_The input_
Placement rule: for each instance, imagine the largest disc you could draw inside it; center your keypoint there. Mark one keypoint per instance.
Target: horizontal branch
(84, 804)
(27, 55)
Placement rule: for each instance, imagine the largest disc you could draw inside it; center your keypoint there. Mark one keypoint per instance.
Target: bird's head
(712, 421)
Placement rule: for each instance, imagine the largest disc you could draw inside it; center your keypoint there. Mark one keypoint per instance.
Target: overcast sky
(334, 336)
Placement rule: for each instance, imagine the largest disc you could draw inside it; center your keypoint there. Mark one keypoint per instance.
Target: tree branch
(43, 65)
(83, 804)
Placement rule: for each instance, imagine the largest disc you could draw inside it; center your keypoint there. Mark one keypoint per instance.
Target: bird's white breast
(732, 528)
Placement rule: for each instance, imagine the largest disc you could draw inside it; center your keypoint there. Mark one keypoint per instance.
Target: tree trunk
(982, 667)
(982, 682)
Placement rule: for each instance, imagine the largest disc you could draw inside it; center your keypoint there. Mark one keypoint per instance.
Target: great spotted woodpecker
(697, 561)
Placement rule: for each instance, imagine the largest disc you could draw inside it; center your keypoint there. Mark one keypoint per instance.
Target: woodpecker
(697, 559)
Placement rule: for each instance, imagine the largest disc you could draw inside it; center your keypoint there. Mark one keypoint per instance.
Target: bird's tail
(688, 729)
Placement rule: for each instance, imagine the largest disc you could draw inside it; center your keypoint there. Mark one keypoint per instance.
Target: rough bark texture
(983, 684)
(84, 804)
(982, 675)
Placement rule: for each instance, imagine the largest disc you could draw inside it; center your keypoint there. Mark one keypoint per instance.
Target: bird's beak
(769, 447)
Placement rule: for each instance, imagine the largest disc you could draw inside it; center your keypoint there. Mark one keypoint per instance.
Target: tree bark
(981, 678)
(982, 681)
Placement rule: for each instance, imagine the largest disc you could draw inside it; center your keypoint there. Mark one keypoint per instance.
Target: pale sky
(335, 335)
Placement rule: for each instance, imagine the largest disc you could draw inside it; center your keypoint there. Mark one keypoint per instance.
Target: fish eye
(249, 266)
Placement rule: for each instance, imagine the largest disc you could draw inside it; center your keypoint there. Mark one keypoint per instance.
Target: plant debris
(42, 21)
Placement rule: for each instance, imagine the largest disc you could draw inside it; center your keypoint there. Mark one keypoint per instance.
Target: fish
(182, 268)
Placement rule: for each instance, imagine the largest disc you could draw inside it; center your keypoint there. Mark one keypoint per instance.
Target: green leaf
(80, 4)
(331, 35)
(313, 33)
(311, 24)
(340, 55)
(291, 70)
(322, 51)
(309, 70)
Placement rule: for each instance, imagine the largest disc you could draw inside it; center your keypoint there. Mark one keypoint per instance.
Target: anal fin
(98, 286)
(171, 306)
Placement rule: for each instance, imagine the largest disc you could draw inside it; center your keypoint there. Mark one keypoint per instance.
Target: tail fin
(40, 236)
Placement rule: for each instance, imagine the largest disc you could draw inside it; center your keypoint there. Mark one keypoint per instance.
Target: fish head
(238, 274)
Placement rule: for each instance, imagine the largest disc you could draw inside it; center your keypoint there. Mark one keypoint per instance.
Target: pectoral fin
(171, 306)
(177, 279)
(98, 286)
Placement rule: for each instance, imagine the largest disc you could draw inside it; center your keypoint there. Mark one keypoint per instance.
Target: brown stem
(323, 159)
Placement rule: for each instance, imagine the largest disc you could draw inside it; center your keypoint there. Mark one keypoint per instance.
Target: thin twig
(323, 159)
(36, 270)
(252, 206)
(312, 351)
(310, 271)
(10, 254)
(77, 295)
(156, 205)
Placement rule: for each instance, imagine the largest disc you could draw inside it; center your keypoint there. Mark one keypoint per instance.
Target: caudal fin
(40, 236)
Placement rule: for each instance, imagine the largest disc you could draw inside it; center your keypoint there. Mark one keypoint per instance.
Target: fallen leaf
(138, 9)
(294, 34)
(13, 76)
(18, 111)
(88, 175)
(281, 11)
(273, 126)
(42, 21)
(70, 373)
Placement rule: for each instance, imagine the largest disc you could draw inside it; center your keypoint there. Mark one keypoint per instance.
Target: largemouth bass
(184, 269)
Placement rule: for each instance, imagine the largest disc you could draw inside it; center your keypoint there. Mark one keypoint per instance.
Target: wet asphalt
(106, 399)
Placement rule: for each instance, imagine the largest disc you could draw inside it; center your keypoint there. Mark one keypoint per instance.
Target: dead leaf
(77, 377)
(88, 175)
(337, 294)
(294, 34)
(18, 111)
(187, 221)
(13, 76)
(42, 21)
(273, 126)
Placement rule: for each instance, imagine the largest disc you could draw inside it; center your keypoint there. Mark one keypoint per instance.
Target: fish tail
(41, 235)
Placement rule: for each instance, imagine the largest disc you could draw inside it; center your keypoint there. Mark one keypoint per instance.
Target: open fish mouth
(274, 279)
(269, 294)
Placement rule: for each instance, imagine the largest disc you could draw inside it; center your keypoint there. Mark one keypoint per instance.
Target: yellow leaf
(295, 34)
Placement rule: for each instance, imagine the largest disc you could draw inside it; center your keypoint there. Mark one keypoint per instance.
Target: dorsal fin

_The task_
Transcribe the data in full, matching every line exactly.

_Response to this exercise_
Placement rule: for each instance, imagine the largest disc you could draw inside it; center your keypoint there. Mark one keypoint per instance.
Target: horizontal branch
(84, 804)
(27, 55)
Placement rule: for each instance, imagine the largest disc you could draw inside it; center your keypoint there. Mark one keypoint per instance.
Target: bird's head
(712, 421)
Placement rule: for each instance, imagine the largest disc you could draw inside it; center your keypoint there. Mark one keypoint per instance.
Target: overcast sky
(334, 336)
Placement rule: for each instance, imagine the largest disc you could draw inside it; center your keypoint there. Mark one keypoint per instance.
Target: tree branch
(43, 65)
(83, 804)
Placement rule: for each instance, imagine the largest disc you could draw inside it; center your keypoint there. Mark one keypoint per instance.
Target: bird's white breast
(732, 528)
Placement rule: for each instance, imagine the largest disc you could draw inside it; center your keypoint there. Mark one keypoint per instance.
Target: tree trunk
(982, 667)
(982, 682)
Placement rule: for each instance, imagine the largest disc you could draw inside it; center your keypoint there. Mark one keypoint per instance.
Target: great spotted woodpecker
(697, 561)
Placement rule: for each instance, imagine the largest disc you could draw inside it; center your keypoint there. Mark one keypoint per instance.
Target: woodpecker
(697, 559)
Placement rule: for each instance, imagine the largest disc you could draw inside it; center your keypoint there. Mark one keypoint per instance.
Target: bird's tail
(688, 729)
Placement rule: for each instance, imagine the largest disc you could draw inside it; center your keypoint there. Mark one keypoint per instance.
Target: rough bark texture
(983, 684)
(84, 804)
(982, 675)
Placement rule: for each instance, imagine the largest disc you could draw inside it; center your keypoint there. Mark one keypoint per instance.
Target: bird's beak
(769, 447)
Placement rule: for each instance, imagine the largest disc you could draw inside it; center your keypoint there. Mark one keypoint per instance.
Target: tree bark
(981, 678)
(982, 681)
Placement rule: for each instance, imagine the largest disc you could draw inside it; center your keypoint there. Mark one keypoint per instance.
Target: pale sky
(335, 335)
Placement rule: for each instance, imagine the largest disc you could draw inside it; center your keypoint there. Mark one keypoint per instance.
Target: fish eye
(249, 266)
Placement rule: for each instance, imagine the largest disc you could draw inside it; center your keypoint there. Mark one keypoint per instance.
Target: plant debris
(42, 21)
Placement rule: for each instance, imagine the largest disc you could draw inside it; center your keypoint there. Mark one keypoint per instance.
Target: fish
(182, 268)
Placement rule: for each instance, imagine the largest disc you could draw inside it; center your keypoint there. Mark one keypoint per instance.
Target: green leaf
(80, 4)
(331, 35)
(313, 33)
(311, 24)
(340, 55)
(291, 70)
(322, 51)
(309, 70)
Placement rule: for each instance, imagine the largest disc you could draw inside it; center your keypoint there. Mark one keypoint per instance.
Target: anal fin
(98, 286)
(171, 306)
Placement rule: for each instance, imagine the largest disc you could draw inside it; center your keypoint there. Mark one keypoint per instance.
Target: tail fin
(40, 236)
Placement rule: for each instance, imagine the largest disc you could draw inside it; center your keypoint there. Mark one keypoint per instance.
Target: fish head
(238, 274)
Placement rule: for each instance, imagine the largest disc you could draw inside it; center your keypoint there. Mark one keypoint per instance.
Target: pectoral fin
(171, 306)
(177, 279)
(98, 286)
Placement rule: for each instance, imagine the largest disc you could draw inside it; center your keypoint there. Mark one keypoint per instance.
Target: brown stem
(323, 159)
Placement rule: for each instance, imagine the largest disc you could draw inside it; center your keypoint there. Mark one keypoint per instance.
Target: thin twig
(323, 159)
(36, 270)
(252, 206)
(312, 351)
(310, 271)
(10, 254)
(77, 295)
(156, 205)
Placement rule: for each instance, imagine the largest disc you could draw inside it; center your keypoint there. Mark one keypoint per instance.
Target: caudal fin
(40, 236)
Placement rule: for each instance, imagine the largest disc you could draw inside it; center your keypoint there. Mark one keypoint per instance.
Target: fallen leaf
(138, 9)
(294, 34)
(13, 76)
(18, 111)
(88, 175)
(281, 11)
(273, 126)
(42, 21)
(70, 373)
Placement rule: for each instance, imagine the largest disc you could draw inside it; center your keypoint there. Mark one keypoint per instance.
Target: largemouth bass
(184, 269)
Placement rule: for each instance, imagine the largest disc you could draw inside it; center your keypoint there. Mark one keypoint per instance.
Target: wet asphalt
(106, 399)
Placement rule: for each instance, imagine the largest disc you could draw inside it; center your keypoint there. Mark one keypoint per instance.
Target: dead leaf
(77, 377)
(88, 175)
(337, 294)
(294, 34)
(18, 111)
(187, 221)
(13, 76)
(42, 21)
(273, 126)
Placement rule: for each instance, imagine the largest disc you could draw inside it; center your keypoint there. Mark one keypoint per instance.
Target: fish tail
(41, 235)
Placement rule: for each instance, imagine the largest disc you could draw inside it; center your keypoint there. Mark one keypoint per instance.
Target: open fish mouth
(274, 279)
(269, 294)
Placement rule: for each instance, imagine the largest disc you could draw inside it; center your keypoint there. Mark one keypoint per instance.
Target: yellow leaf
(295, 34)
Placement rule: for each instance, imagine the largest disc you could draw inside it; center your keypoint there. Mark one keypoint per instance.
Target: dorsal fin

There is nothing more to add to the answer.